[REQUEST] Convert every line of the entries below into a JSON list of strings, one string per line, leaving out any blank lines.
━━━━━ INFORMATION SHOWN
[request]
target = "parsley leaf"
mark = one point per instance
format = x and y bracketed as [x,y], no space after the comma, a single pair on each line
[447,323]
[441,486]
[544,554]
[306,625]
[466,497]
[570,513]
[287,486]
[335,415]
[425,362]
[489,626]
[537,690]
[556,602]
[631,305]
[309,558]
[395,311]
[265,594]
━━━━━━━━━━
[RESPONSE TO THIS TASK]
[
  "[request]",
  "target = \"parsley leaf\"",
  "mark = one point per instance",
  "format = x and y bracketed as [x,y], no space after the comma, a single pair on each line",
  "[447,323]",
  "[441,486]",
  "[544,554]",
  "[306,625]",
  "[466,497]",
  "[570,513]",
  "[287,486]",
  "[335,415]",
  "[425,362]",
  "[489,626]",
  "[537,690]",
  "[556,602]",
  "[631,305]",
  "[309,558]",
  "[395,311]",
  "[265,594]"
]